*Problem requirements:* In the post about helicoid torsion, copy out the part that begins with "Clearly u=0 is" and ends with "full straight line.", using "line segment" in place of "straight line" every time it appears.

*Text for analysis:*
════

5

When curvature and torsion are given a curve is fully defined (upto Euclidean motions) in 3-space.

$ k=const , \tau = 0 $ represents a circle in a plane ;

But what does the space curve

$$ k =0 , \tau= const,$$

represent?

The center line $ (u=0) $ of a right handed twisted helicoid with parametrization $( u \cos v, u \sin v, c \;v ) $ is a good example.

Curvature/Torsion of $u=0$ line of helicoid.

Clearly u=0 is a straight line at the helicoid mid with zero curvatures ( both normal (asymptotic $ k_n=0$) and geodesic $k_g=0$ ) as valid for a full straight line.

Using Enneper-Beltrami theorem torsion of the central parametric line at $\; u=0$ is found constant:

Evaluating Gauss curvature K

$$ K= \dfrac{-c^2}{(c^2+u^2)^2}, \tau = \sqrt{-K}= \pm \dfrac {1}{c}$$

The sign for the torsion of right helicoid is positive and, for the left handed helicoid it is negative.

════

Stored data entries

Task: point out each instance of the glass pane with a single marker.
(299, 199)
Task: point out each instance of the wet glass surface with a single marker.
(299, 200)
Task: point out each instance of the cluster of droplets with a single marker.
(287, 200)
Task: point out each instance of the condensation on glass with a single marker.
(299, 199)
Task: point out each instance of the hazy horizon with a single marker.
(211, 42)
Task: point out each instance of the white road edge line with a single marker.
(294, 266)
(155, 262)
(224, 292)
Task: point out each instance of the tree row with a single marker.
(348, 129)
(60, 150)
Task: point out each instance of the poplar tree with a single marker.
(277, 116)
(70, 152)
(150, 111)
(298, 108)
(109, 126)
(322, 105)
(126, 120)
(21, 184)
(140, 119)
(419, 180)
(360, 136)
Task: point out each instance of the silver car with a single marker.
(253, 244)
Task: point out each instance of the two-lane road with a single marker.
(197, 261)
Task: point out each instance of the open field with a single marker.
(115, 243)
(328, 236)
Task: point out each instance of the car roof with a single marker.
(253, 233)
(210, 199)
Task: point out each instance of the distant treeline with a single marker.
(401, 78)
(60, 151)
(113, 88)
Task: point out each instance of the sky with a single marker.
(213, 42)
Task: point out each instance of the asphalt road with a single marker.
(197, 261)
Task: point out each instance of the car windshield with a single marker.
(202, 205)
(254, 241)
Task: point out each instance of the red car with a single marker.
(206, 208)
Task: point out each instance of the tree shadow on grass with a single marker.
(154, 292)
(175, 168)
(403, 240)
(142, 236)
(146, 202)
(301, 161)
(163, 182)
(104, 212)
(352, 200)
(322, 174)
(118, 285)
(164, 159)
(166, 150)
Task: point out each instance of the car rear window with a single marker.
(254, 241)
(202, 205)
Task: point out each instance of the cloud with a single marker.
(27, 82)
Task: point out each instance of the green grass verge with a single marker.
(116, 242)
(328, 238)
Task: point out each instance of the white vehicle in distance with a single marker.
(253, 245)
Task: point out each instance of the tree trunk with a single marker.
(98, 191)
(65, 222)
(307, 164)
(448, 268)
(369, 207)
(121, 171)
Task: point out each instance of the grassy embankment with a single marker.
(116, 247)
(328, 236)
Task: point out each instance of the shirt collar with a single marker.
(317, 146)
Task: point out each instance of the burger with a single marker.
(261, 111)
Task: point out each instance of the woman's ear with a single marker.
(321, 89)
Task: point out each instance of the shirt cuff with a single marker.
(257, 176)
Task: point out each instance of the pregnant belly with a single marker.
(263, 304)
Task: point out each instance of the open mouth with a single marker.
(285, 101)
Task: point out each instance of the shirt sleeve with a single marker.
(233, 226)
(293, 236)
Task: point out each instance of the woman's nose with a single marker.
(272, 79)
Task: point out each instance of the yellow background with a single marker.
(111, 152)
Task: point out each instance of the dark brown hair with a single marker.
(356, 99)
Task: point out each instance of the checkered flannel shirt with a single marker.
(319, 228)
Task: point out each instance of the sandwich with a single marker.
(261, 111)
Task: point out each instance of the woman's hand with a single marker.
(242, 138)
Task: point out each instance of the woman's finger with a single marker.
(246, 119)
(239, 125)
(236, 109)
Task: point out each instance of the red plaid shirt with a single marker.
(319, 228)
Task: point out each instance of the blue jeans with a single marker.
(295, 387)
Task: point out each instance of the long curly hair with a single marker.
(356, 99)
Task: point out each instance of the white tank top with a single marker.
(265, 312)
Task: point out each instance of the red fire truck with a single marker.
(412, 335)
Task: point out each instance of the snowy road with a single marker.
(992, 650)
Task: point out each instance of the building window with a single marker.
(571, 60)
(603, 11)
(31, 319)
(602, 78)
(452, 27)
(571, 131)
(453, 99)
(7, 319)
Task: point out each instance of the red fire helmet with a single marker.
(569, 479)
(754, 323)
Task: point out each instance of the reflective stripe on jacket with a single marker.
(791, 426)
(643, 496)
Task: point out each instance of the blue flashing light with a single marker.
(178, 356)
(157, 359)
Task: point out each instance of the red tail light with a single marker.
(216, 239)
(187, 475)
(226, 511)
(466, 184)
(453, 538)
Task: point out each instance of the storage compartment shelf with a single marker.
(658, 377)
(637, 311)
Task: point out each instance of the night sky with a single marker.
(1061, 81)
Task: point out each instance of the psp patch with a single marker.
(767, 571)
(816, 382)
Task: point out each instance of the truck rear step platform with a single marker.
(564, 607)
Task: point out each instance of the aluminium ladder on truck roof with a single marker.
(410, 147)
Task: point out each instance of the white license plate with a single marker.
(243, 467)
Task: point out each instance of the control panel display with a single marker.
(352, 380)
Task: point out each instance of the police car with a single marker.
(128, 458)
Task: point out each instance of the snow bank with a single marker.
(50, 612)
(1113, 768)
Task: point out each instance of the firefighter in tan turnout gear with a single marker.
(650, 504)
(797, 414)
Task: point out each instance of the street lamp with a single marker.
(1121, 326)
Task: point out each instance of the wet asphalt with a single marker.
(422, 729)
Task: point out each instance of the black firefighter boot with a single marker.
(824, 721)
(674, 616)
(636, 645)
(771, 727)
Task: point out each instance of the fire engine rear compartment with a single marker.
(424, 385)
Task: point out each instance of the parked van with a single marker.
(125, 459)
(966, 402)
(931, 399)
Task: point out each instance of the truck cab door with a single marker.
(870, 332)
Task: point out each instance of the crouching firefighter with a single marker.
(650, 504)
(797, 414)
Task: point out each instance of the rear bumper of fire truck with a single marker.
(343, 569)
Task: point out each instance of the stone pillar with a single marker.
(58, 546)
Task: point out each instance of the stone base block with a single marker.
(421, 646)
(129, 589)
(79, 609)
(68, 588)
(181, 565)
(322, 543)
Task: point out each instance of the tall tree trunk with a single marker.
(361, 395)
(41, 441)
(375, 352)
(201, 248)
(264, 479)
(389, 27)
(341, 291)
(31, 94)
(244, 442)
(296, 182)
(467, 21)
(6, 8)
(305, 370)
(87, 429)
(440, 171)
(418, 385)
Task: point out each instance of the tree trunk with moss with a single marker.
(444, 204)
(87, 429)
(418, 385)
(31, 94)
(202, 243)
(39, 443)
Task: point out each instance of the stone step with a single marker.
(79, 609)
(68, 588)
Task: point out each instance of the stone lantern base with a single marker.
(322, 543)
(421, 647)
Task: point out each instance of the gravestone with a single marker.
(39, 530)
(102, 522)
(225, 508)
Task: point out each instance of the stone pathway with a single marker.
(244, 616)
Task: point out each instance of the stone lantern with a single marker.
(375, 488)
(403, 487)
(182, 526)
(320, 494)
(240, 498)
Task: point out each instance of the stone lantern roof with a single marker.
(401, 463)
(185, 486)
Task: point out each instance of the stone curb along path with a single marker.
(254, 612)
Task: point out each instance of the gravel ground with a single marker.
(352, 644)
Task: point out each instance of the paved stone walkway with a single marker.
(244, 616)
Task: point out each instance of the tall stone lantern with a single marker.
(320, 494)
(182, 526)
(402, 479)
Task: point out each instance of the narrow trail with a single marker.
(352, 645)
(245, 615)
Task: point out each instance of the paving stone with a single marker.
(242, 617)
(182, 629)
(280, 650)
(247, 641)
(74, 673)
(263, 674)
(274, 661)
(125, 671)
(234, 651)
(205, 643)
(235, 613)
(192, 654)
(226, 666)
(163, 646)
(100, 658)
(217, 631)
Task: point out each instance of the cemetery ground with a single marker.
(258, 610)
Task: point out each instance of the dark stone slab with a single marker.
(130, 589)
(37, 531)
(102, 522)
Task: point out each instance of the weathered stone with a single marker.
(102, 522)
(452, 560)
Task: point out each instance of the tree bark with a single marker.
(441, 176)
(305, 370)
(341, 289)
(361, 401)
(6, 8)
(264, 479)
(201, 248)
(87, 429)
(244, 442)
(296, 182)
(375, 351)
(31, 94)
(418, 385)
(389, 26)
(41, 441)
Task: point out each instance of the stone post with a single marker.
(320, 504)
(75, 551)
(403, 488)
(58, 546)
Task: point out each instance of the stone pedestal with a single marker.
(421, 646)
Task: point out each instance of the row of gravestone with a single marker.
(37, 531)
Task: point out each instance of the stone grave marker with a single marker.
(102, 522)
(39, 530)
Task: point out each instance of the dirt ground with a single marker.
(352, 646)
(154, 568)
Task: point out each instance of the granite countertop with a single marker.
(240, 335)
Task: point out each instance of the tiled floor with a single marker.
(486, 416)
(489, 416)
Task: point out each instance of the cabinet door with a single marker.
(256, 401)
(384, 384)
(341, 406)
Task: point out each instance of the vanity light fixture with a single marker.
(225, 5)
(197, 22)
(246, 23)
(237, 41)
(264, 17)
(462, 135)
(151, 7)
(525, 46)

════

*Result for this task:*
Clearly u=0 is a line segment at the helicoid mid with zero curvatures ( both normal (asymptotic $ k_n=0$) and geodesic $k_g=0$ ) as valid for a full line segment.